What you need to do:
Word for word, retype each record shown below.

Data in this exercise:

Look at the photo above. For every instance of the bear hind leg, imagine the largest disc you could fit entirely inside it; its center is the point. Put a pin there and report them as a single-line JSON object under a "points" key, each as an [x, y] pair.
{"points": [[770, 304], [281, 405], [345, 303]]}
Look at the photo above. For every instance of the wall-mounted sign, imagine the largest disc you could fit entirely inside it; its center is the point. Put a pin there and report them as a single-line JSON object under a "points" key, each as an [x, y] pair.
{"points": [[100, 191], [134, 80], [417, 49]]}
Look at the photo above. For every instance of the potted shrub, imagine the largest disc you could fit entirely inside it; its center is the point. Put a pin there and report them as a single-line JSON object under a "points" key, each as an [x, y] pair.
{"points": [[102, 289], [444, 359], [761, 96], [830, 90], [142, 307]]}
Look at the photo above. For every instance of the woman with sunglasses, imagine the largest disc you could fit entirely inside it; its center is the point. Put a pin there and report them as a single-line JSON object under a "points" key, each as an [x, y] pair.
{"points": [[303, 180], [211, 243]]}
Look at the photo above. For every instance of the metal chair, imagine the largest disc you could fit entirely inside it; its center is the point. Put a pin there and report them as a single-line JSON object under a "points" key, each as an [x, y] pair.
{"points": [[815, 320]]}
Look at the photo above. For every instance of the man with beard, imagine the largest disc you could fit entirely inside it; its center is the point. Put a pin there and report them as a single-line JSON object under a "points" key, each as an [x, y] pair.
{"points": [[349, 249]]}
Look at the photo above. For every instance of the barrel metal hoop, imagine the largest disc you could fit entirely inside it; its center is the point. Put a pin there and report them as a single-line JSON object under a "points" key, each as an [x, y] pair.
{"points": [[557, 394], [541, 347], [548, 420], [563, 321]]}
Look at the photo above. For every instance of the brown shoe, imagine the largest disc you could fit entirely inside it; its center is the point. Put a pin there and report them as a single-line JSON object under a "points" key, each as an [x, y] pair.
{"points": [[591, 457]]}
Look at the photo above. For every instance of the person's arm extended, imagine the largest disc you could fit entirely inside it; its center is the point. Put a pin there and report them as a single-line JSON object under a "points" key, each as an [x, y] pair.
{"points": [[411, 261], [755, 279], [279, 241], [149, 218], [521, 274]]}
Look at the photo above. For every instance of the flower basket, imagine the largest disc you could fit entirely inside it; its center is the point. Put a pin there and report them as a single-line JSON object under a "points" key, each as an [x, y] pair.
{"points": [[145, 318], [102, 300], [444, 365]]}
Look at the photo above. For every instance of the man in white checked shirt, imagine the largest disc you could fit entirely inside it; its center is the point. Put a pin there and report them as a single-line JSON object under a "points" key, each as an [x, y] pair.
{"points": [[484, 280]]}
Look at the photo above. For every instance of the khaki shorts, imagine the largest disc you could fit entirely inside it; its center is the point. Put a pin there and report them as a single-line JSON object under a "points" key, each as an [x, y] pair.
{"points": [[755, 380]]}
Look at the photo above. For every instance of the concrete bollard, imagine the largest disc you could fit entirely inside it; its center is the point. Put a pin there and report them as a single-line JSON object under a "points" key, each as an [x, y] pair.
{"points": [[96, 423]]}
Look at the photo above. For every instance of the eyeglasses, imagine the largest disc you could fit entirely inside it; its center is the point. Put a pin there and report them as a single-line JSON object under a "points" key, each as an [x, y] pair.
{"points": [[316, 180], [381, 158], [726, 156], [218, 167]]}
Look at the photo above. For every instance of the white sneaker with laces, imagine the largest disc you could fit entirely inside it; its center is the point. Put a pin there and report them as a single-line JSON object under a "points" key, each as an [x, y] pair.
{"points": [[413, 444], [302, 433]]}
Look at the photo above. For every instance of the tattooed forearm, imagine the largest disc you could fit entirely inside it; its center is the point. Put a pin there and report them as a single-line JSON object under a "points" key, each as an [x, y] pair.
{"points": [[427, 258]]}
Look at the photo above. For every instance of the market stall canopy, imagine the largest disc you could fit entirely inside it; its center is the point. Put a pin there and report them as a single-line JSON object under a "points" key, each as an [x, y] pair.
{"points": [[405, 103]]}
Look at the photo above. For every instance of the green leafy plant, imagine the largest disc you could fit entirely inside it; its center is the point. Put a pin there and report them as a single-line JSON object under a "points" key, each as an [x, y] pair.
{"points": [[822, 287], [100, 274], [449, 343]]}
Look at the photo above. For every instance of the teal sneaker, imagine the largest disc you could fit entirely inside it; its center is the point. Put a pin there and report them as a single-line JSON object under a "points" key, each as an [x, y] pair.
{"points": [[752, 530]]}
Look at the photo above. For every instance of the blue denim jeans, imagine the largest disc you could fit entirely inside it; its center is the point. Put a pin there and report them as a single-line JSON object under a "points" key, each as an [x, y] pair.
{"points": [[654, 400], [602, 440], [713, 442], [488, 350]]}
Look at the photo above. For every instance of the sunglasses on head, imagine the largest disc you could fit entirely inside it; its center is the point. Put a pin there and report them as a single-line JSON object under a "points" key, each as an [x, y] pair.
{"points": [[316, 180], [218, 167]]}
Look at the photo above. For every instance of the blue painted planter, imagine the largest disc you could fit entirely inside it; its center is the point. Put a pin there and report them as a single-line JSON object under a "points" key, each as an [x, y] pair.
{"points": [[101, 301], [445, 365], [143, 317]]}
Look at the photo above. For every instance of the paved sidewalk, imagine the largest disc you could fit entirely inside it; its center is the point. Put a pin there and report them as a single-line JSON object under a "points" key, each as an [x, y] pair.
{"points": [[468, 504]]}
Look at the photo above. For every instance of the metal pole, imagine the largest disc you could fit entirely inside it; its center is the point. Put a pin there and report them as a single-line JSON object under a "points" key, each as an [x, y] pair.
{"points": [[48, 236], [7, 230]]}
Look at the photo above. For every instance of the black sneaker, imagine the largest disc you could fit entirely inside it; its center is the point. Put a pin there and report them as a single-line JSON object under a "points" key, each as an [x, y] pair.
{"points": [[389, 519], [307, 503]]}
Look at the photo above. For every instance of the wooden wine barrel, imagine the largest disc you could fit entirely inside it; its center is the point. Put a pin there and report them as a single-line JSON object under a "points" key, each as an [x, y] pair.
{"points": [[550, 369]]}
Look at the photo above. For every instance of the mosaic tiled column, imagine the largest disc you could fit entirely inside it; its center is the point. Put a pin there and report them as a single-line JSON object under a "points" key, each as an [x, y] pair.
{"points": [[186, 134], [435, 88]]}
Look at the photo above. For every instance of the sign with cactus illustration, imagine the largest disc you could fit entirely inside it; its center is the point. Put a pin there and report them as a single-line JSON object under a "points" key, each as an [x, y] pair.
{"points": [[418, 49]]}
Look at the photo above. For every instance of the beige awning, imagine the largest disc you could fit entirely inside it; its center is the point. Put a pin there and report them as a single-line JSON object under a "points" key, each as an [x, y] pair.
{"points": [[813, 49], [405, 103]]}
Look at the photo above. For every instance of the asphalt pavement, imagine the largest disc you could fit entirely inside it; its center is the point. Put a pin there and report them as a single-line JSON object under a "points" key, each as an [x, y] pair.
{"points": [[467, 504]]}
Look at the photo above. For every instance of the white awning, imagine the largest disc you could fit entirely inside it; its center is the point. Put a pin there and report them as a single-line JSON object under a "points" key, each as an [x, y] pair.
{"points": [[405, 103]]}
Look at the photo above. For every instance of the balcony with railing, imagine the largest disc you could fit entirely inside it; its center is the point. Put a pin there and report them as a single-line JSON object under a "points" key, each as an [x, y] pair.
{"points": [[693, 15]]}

Answer below:
Look at the photo above. For every instance of the bear hind leg, imagine the largest disc you could fit entirely inside it; its center is the point. Put a pin there and report them as a single-line JSON object under a "points" key, each as an [x, y] pair.
{"points": [[770, 304], [281, 405], [345, 303]]}
Look at the photo above. For every instance of the wall-mounted sign, imagine the largest disc you could fit entirely inside it; its center is the point. Put a pin there and report them as a single-line JSON object under a "points" key, each as an [x, y] pair.
{"points": [[100, 191], [134, 80], [417, 49]]}
Look at the photo above. For every instance of the potted shrub, imagine the largest disc you could fit entirely inside it; its center is the point. Put a pin there and report them as a single-line JSON object under a "points" key, each as an [x, y] pair.
{"points": [[102, 289], [444, 359], [761, 96], [830, 90], [142, 307]]}
Look at the photo above. For every instance of the woman with sunglasses, imagine the largest disc you could fit entirely inside it; its center is the point. Put a pin there and report them as a single-line JSON object under a "points" key, each as an [x, y] pair.
{"points": [[303, 180], [211, 243]]}
Look at the photo above. For every instance of the metal chair, imagine the largest disc you could fit entirely inside it; its center is the point. Put a pin there and report them as a single-line JSON object under a "points" key, each as an [x, y] pair.
{"points": [[815, 320]]}
Look at the photo above. For every instance of the man with beard, imagine the largest disc you could fit entirely inside it; its center is the point. Put a pin there and report them as a single-line JSON object under a "points" key, each as an [x, y] pair.
{"points": [[349, 249]]}
Look at the photo above. For every instance of the barrel metal hoop, imagine the largest disc you could fit entirely inside it; its center is the point. Put a pin there and report them as a single-line JSON object under a "points" key, each as an [x, y] pair.
{"points": [[557, 394], [541, 347], [548, 420], [563, 321]]}
Look at the photo above. For every instance of the brown shoe, imagine the largest disc you could fit entirely inside it; its center is the point. Put a pin there and report them as a single-line JSON object under a "points" key, each as an [x, y] pair.
{"points": [[591, 457]]}
Look at the photo above. For every instance of the person's arm extended, imagine the largest disc you could fit entirely inside it; its center is the point. Put a pin there and report them as a single-line JSON object under a "points" key, each as an [x, y] pair.
{"points": [[411, 261], [755, 279], [279, 241], [149, 218], [521, 274]]}
Look at the photo above. For every instance of the flower basket, imagine the largest disc you could fit entirely inside it; its center is the point. Put a pin there and report them as a single-line JSON object under a "points" key, each as an [x, y] pair.
{"points": [[145, 318], [102, 300], [444, 365]]}
Look at the photo above. For every instance of the man in white checked shirt, imagine the largest disc you could fit entirely inside it; its center is the point. Put a pin there and report them as a single-line JSON object under a "points" key, each as an [x, y] pair.
{"points": [[484, 280]]}
Look at the photo above. For every instance of the khaki shorts, imagine the largest disc you could fit entirely inside it; its center is the point. Put a pin there and report them as a single-line JSON object under a "points" key, each as an [x, y] pair.
{"points": [[755, 380]]}
Look at the photo above. For every instance of the concrete bollard, imagine the largest disc you could fit entirely inside it; its center is the point. Put a pin there and report them as a single-line JSON object under a "points" key, each as an [x, y] pair.
{"points": [[96, 423]]}
Look at the photo above. For every instance of the eyeglasses, imagine the largest disc you could fit entirely inside it; its center is the point. Put a pin there and report them as a single-line JSON object under a "points" key, each as an [x, y] pair.
{"points": [[316, 180], [381, 158], [726, 156], [218, 167]]}
Look at the photo above. For every instance of the white sneaker with laces, imagine the largest disc you could fit entirely inside it; its center is the point. Put a pin there and report them as a single-line JSON object under a "points" key, each as an [x, y] pair.
{"points": [[413, 444], [302, 433]]}
Look at the photo above. For every instance of the tattooed forearm, imagine the largest disc you could fit entirely inside it; its center is the point. Put a pin there and report them as a single-line JSON object under a "points" key, each as an [x, y] pair.
{"points": [[427, 258]]}
Look at the photo above. For every instance of the market stall canopy, imagine the largest disc you could fit entirely inside it; its center is the point. Put a pin there and report them as a single-line JSON object under a "points" key, each as an [x, y] pair.
{"points": [[405, 103]]}
Look at the photo above. For every instance of the green leafy plant, imagine the largest disc you could fit entirely inside it; its center is the point. Put a pin there and report them as a single-line JSON object under a "points" key, each as an [x, y] pair.
{"points": [[822, 287], [100, 274], [449, 343]]}
Look at the photo above. For every instance of the teal sneaker, imagine the largest disc you could fit entirely inside it; its center is the point. Put a pin there and report them as a single-line JSON object under a "points" key, each as an [x, y] pair.
{"points": [[752, 530]]}
Look at the photo above. For every instance of the blue denim jeans, imagine the largest disc you could fit entirely inside it; its center is the point. Put a pin there and report them as a single-line JSON object under a "points" key, each as an [x, y] pair.
{"points": [[654, 400], [602, 440], [713, 442], [488, 350]]}
Look at the photo above. For every instance of the sunglasses on head, imagine the largest disc you could fit entirely inside it; its center is the point. Put a pin there and report them as a single-line JSON object under a "points" key, each as an [x, y] pair.
{"points": [[316, 180], [218, 167]]}
Look at the photo above. For every instance of the blue painted planter, imagine the largest disc you could fit entirely inside it; its center is the point. Put a pin there and report them as a single-line JSON object under a "points" key, each as an [x, y] pair.
{"points": [[101, 301], [445, 365], [143, 317]]}
Look at the photo above. For every instance of the paved sidewalk, imagine the largest disc you could fit entirely inside it; its center is the point. Put a pin there and report them as a single-line JSON object under a "points" key, each as an [x, y] pair.
{"points": [[468, 504]]}
Look at the photo above. For every instance of the metal pole, imagine the largest disc you could fit entirely inside it; its center is the point. Put a pin there and report them as a single-line JSON object under a "points" key, each as an [x, y] pair.
{"points": [[48, 236], [7, 230]]}
Look at the photo above. For every instance of the black sneaker, imagine the largest disc you could fit entirely inside it; its center is the point. Put a pin there and report them as a single-line JSON object under a "points" key, each as an [x, y] pair.
{"points": [[389, 519], [307, 503]]}
Look at the photo above. For every instance of the wooden wine barrel, imagine the largest disc you could fit entirely inside it; its center is the point. Put a pin there and report them as a single-line JSON object under a "points" key, each as an [x, y] pair.
{"points": [[550, 369]]}
Look at the photo above. For every instance of the mosaic tiled column, imagine the largest disc you could fit entirely inside it; its center is the point. Put a pin there and report them as a single-line JSON object under a "points" key, each as an [x, y] pair.
{"points": [[186, 134], [435, 88]]}
Look at the photo above. For every instance of the sign with cactus illustration, imagine the largest disc you could fit entirely inside it; its center is the point. Put a pin there and report them as a single-line JSON object under a "points" key, each as an [x, y] pair.
{"points": [[418, 49]]}
Look at the photo above. For every instance of the beige awning, imagine the largest disc you could fit entirely inside it; its center is the point. Put a pin there and report them as a single-line JSON object under a "points" key, each as an [x, y] pair.
{"points": [[813, 49], [405, 103]]}
Look at the photo above. For every instance of the asphalt pavement, imagine the largest disc you could fit entirely inside it; its center is the point. Put a pin there and report them as a single-line JSON object under a "points" key, each as an [x, y] pair.
{"points": [[467, 504]]}
Look at the photo above. For every instance of the white awning, imagine the largest disc you could fit entirely inside it; its center is the point. Put a pin there and report them as a single-line JSON object under a "points" key, each as an [x, y] pair.
{"points": [[405, 103]]}
Look at the photo above. For every instance of the balcony with railing, imagine the largest disc you could fit entirely inside it; its center is the point. Put a pin there and report them as a single-line JSON object under a "points" key, each as an [x, y] pair.
{"points": [[693, 15]]}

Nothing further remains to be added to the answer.